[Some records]
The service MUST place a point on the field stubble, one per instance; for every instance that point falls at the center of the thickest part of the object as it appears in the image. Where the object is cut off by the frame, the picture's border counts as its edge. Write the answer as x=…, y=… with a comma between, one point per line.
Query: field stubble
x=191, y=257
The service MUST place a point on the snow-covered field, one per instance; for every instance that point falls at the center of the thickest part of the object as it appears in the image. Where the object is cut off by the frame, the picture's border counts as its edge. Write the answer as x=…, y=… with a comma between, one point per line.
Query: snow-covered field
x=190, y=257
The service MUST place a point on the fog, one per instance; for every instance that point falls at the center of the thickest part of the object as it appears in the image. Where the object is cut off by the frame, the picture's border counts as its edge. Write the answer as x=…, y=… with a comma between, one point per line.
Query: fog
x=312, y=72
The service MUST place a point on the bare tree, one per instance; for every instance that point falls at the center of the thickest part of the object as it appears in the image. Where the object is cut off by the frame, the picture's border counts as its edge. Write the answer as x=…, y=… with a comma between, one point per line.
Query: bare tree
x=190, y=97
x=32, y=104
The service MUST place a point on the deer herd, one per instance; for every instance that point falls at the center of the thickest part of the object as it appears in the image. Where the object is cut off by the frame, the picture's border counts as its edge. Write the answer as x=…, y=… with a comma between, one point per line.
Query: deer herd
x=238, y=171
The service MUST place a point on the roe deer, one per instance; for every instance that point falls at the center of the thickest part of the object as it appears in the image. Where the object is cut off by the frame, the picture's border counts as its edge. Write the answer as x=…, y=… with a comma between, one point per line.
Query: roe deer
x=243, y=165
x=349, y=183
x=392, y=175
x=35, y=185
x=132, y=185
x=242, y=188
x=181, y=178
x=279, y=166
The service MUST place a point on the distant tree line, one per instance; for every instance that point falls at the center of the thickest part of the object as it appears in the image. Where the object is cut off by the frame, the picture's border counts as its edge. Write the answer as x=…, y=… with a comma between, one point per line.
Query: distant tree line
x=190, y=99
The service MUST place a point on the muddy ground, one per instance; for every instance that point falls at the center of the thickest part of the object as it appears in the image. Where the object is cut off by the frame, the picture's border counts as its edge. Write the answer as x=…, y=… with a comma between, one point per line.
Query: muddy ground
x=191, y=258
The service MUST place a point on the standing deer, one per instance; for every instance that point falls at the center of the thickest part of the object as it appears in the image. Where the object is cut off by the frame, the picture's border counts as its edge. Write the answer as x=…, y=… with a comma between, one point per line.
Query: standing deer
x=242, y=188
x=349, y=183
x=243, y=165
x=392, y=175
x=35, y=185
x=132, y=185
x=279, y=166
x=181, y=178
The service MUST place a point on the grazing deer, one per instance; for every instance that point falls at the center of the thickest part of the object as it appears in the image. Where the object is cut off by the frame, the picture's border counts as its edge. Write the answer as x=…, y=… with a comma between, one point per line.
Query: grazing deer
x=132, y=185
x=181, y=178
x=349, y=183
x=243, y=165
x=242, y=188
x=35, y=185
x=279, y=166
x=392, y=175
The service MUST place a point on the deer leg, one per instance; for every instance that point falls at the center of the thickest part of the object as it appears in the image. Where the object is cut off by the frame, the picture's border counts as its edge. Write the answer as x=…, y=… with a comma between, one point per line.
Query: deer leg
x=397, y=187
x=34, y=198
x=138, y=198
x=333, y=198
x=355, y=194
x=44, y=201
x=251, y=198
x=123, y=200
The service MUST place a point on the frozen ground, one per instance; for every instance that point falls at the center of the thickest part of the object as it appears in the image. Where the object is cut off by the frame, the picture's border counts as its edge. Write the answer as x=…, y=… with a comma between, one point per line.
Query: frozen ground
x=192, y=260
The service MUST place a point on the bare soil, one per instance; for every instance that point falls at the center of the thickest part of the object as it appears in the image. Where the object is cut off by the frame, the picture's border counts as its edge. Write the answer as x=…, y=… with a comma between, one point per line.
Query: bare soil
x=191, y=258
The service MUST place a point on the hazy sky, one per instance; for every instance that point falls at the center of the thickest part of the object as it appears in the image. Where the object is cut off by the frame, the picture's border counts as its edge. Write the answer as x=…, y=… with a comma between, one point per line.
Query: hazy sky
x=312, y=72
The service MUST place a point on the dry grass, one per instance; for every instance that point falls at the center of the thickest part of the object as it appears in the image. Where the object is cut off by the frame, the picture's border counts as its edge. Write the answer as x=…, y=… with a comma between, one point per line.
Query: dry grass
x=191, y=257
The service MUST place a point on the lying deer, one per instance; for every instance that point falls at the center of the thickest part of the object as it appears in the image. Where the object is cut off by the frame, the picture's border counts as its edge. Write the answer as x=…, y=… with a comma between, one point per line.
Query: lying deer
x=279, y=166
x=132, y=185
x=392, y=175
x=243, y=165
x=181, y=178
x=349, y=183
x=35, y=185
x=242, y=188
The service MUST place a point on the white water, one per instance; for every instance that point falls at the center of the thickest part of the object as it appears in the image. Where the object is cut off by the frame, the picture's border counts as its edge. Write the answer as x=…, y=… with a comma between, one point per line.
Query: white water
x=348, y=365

Task statement:
Starting from the line containing "The service MUST place a point on the lying" and ending with the final line of the data, reproduce each line exactly as it appears, including no other lines.

Solution to this problem:
The service MUST place a point on the lying deer, one per instance; for every instance that point falls at the center of the thickest part of the object as it appears in the image. Where the object is cut off by the frame, the picture's border counts as its edge. Write the answer as x=…, y=… with a comma between, one point per line.
Query: lying deer
x=279, y=166
x=132, y=185
x=392, y=175
x=243, y=165
x=181, y=178
x=349, y=183
x=35, y=185
x=242, y=188
The service MUST place a point on the white water, one per instance; for every instance that point falls at the center of the thickest part of the object as it appears in the image. Where the object is cut off by the frame, the picture's border counts as its edge. Write the answer as x=…, y=… with a comma between, one point per line.
Query: white water
x=348, y=365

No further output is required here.